Content starts

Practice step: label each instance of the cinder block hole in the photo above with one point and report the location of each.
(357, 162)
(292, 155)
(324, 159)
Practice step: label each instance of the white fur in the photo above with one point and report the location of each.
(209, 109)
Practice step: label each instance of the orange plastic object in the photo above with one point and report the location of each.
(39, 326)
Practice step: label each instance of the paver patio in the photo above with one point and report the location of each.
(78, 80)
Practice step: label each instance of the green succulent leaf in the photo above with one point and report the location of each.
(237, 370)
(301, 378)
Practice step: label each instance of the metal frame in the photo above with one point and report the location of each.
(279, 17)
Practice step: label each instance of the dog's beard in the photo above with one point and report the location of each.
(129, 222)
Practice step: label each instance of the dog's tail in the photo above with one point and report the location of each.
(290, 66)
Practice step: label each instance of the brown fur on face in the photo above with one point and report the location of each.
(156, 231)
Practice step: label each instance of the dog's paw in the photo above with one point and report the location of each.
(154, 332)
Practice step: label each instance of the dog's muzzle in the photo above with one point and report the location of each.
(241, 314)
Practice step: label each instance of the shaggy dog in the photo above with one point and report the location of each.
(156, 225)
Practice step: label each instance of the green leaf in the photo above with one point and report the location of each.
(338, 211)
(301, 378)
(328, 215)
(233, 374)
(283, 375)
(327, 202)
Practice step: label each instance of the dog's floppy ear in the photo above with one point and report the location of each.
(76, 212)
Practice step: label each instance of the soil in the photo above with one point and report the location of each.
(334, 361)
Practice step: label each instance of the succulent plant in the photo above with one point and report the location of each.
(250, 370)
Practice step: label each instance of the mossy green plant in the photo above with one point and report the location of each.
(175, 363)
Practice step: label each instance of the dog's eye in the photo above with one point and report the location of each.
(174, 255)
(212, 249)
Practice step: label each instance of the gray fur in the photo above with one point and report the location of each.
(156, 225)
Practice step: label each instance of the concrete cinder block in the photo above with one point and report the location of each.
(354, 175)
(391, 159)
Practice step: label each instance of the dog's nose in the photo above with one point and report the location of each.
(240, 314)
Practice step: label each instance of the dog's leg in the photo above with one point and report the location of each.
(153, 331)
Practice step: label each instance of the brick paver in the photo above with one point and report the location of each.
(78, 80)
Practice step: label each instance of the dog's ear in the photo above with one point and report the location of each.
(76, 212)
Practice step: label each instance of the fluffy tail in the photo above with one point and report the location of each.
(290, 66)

Content ends

■ Aim of the exercise ■
The full listing should be reproduced exactly.

■ Written reply ■
Practice step: label each instance of the cinder block hole in the photo above with one point and report the location of each.
(357, 162)
(292, 155)
(324, 159)
Practice step: label each instance of the white fur in the photo above with one point and report the location of each.
(209, 109)
Practice step: label each instance of the orange plastic object in the photo above with one point and report the location of each.
(39, 326)
Practice step: label each instance of the paver patio in the photo above with one point and report the location of each.
(78, 80)
Practice step: label each instance of the green succulent leaf in the photo above with one point and report the location of each.
(237, 370)
(301, 378)
Practice step: label each instance of the metal frame in the photo above with one point and report the location of each.
(279, 17)
Practice step: label each instance of the dog's beard in the photo above with one point and report the location of each.
(129, 222)
Practice step: label each instance of the dog's tail in the photo above with one point and report the location of each.
(290, 66)
Practice step: label each instance of the brown fur on face in the photo above with one point and report the location of each.
(156, 231)
Practice step: label each instance of the dog's paw in the photo above with one point and report the location of each.
(154, 332)
Practice step: label each instance of the dog's muzzle in the photo above with one point and report the location of each.
(241, 314)
Practice step: label each instance of the shaggy dog in the photo above with one point and report the location of each.
(156, 225)
Practice step: label each instance of the green leaf in the photo above with one point and report the location of each.
(338, 211)
(301, 378)
(328, 215)
(233, 374)
(283, 375)
(327, 202)
Practice step: label each instance of the dog's floppy ear in the photo above with one point and report the location of each.
(76, 212)
Practice step: label each instance of the soil in the photo above with one point and report the location of each.
(334, 361)
Practice step: label each instance of the succulent plant in the photo above with one point and report the location of each.
(250, 370)
Practice step: label each instance of the mossy green plant in the photo above with one point and report the location of each.
(175, 363)
Practice step: label each instance of the dog's eye in the photo above with one point and report the location of each.
(174, 255)
(212, 249)
Practice step: label each instance of the gray fur in the photo above with one point and report the location of each.
(156, 225)
Practice step: label each instance of the concrete cinder block in the photo above with one point and report the location of each.
(354, 175)
(391, 159)
Practice step: label each instance of the dog's nose in the photo above with one point and report the location of each.
(240, 314)
Practice step: label each instance of the dog's leg in the photo above with one point and report the location of each.
(153, 331)
Practice step: label each instance of the brick paver in the photo above with one point and report the location of each.
(78, 80)
Practice step: label each instance of the dog's ear in the photo above with one point and report the location of each.
(76, 212)
Practice step: label each instance of the fluffy tail in the photo above with one point and report the location of each.
(290, 66)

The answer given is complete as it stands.